— START Dataset records —
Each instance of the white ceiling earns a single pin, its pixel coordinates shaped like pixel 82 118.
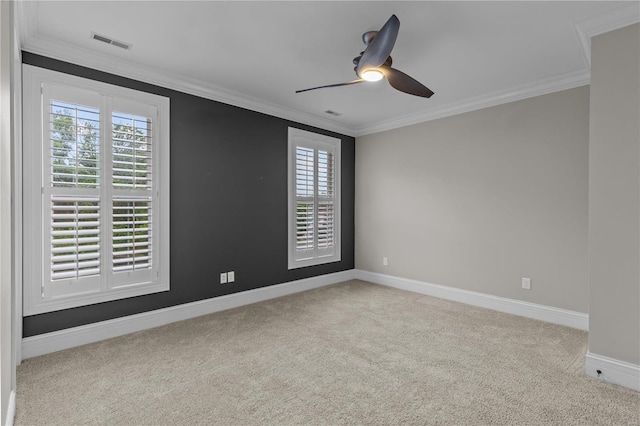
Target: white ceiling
pixel 257 54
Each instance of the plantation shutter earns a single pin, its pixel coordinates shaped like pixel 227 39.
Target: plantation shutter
pixel 314 185
pixel 99 188
pixel 73 223
pixel 133 253
pixel 95 191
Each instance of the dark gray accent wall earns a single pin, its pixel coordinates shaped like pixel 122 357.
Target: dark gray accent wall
pixel 228 204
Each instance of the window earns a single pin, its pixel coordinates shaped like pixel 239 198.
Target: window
pixel 96 185
pixel 314 198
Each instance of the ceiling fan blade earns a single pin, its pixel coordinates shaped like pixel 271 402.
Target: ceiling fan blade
pixel 332 85
pixel 381 46
pixel 400 81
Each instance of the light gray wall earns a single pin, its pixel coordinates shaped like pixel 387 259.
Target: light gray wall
pixel 479 200
pixel 7 369
pixel 614 196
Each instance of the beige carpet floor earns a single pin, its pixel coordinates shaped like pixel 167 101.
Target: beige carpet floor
pixel 351 353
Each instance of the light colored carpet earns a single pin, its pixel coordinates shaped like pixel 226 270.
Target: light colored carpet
pixel 351 353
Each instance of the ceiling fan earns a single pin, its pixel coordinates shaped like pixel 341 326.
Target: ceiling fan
pixel 375 63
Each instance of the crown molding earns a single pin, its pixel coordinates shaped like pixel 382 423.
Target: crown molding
pixel 529 90
pixel 618 17
pixel 68 53
pixel 612 19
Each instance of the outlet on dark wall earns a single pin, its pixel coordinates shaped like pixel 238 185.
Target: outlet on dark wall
pixel 228 204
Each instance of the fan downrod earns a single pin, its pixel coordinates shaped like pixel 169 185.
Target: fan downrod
pixel 368 37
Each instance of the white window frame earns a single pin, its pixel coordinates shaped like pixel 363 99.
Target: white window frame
pixel 38 296
pixel 302 138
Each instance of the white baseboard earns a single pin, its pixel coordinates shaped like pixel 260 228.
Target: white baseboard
pixel 77 336
pixel 613 371
pixel 530 310
pixel 11 409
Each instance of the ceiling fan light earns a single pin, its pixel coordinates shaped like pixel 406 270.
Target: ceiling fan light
pixel 372 75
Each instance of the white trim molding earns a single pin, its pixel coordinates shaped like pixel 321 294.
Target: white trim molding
pixel 529 90
pixel 82 335
pixel 613 371
pixel 75 55
pixel 11 409
pixel 550 314
pixel 613 19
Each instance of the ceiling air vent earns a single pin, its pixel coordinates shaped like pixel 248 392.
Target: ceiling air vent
pixel 104 39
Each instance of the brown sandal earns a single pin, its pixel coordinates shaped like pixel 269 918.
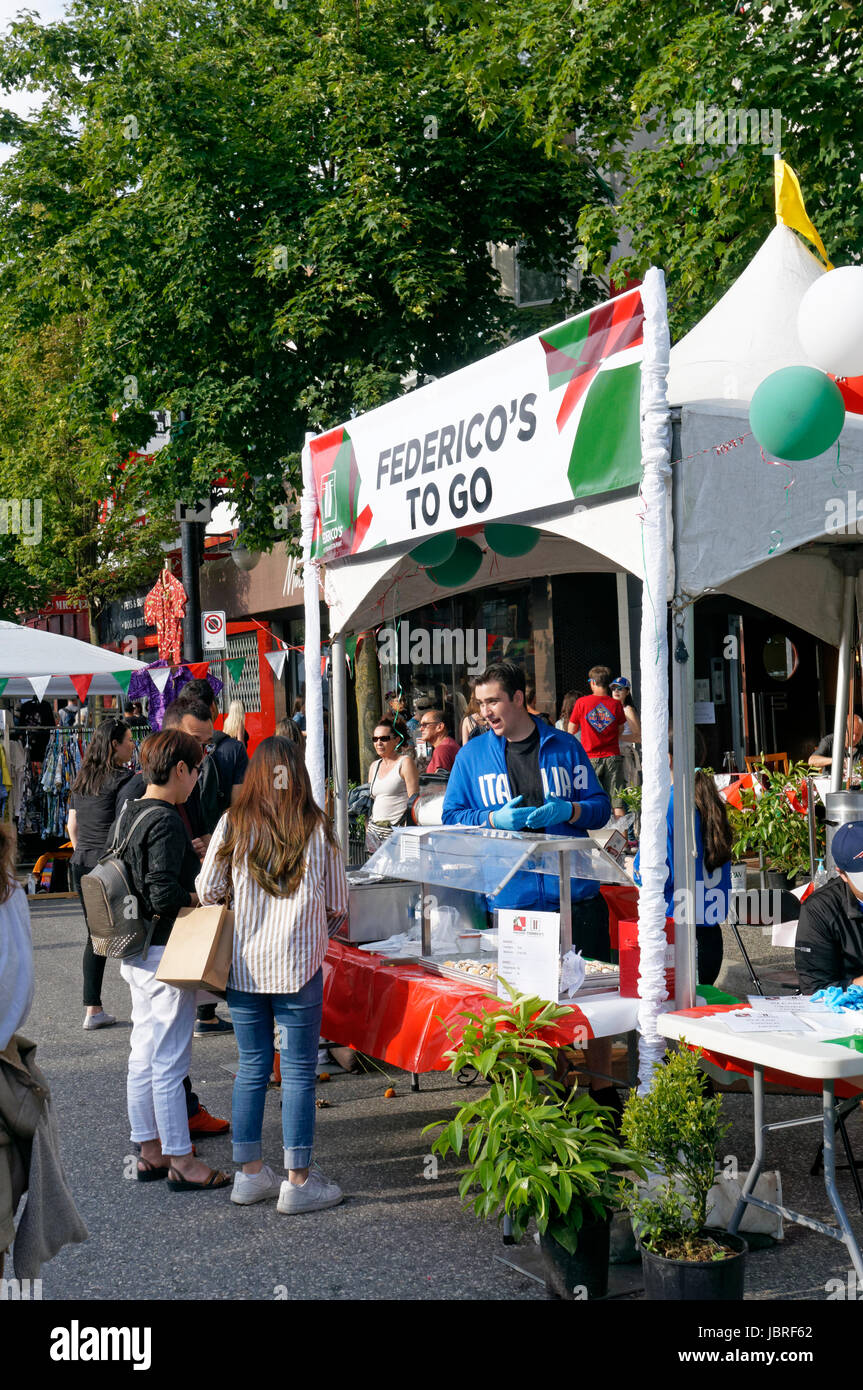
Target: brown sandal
pixel 150 1172
pixel 182 1184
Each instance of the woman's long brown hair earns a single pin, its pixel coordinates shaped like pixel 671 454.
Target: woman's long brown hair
pixel 717 836
pixel 274 819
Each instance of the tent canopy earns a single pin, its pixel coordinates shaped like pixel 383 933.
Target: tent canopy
pixel 27 651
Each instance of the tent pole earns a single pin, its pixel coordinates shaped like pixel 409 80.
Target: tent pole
pixel 847 635
pixel 311 642
pixel 683 681
pixel 656 474
pixel 338 723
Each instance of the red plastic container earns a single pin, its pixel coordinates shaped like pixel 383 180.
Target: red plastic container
pixel 630 959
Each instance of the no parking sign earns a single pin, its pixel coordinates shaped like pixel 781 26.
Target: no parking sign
pixel 214 630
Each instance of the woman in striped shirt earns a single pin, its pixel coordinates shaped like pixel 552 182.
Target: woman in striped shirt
pixel 274 852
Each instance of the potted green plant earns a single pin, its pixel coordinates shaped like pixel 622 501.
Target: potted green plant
pixel 535 1153
pixel 674 1132
pixel 774 822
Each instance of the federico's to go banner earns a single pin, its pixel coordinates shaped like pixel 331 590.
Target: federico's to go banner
pixel 538 424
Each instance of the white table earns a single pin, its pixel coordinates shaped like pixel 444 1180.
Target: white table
pixel 806 1057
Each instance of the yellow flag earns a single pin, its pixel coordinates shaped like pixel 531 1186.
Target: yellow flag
pixel 790 205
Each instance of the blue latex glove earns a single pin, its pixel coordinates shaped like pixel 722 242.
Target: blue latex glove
pixel 512 816
pixel 553 812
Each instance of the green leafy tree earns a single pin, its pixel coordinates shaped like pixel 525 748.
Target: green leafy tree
pixel 64 528
pixel 266 214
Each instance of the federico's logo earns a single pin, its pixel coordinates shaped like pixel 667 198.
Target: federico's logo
pixel 328 496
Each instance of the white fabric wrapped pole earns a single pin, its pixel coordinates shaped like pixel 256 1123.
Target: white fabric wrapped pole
pixel 656 476
pixel 311 605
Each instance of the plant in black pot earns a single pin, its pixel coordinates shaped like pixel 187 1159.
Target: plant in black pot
pixel 534 1151
pixel 674 1132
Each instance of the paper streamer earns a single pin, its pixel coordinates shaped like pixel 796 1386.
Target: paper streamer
pixel 656 476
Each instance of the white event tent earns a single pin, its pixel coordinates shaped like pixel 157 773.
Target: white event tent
pixel 741 524
pixel 29 652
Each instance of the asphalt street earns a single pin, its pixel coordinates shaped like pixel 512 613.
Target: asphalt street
pixel 400 1233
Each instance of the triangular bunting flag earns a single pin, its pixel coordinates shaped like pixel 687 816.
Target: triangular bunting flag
pixel 40 684
pixel 277 662
pixel 159 674
pixel 82 684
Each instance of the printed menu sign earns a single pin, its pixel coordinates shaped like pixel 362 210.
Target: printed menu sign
pixel 528 951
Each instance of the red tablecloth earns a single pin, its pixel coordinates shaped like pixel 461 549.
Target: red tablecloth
pixel 400 1012
pixel 730 1064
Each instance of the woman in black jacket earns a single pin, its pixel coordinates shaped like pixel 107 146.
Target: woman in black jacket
pixel 92 812
pixel 163 868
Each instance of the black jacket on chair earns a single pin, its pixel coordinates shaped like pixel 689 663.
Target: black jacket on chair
pixel 828 947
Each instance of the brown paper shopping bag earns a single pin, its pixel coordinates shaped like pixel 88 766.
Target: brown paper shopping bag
pixel 199 950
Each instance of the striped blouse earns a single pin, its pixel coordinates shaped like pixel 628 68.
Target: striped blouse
— END Dataset records —
Stated task: Repeat the material between the line holding "Each instance of the triangular" and the line holding "pixel 82 684", inclusive.

Exercise output:
Each instance of the triangular bunting flag earns a single pin, its pixel coordinates shaped like pixel 687 816.
Target: triangular bunting flag
pixel 40 684
pixel 277 662
pixel 159 674
pixel 82 684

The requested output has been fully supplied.